(Object pointing dataset rows)
• • • • • • •
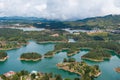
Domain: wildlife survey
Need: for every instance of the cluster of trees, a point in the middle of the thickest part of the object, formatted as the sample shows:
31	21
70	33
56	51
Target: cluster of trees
69	60
31	56
3	54
97	54
25	75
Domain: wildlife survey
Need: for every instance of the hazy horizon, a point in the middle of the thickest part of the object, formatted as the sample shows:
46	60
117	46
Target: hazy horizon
59	9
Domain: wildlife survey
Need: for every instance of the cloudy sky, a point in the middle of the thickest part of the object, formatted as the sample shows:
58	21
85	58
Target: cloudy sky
59	9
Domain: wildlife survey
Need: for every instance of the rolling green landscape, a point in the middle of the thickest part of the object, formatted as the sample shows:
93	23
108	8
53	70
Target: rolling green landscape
101	39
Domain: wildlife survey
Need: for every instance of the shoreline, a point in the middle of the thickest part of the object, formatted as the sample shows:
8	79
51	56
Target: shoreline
117	69
63	67
4	59
23	59
95	60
• • • • • • •
_Goal_. Collect every line in the data above that contains the string "Target", and list those lines in the order they appear.

_Answer to this exercise_.
Target: cluster of trees
Target: hazy horizon
Target: cloudy sky
Target: rolling green landscape
Target: shoreline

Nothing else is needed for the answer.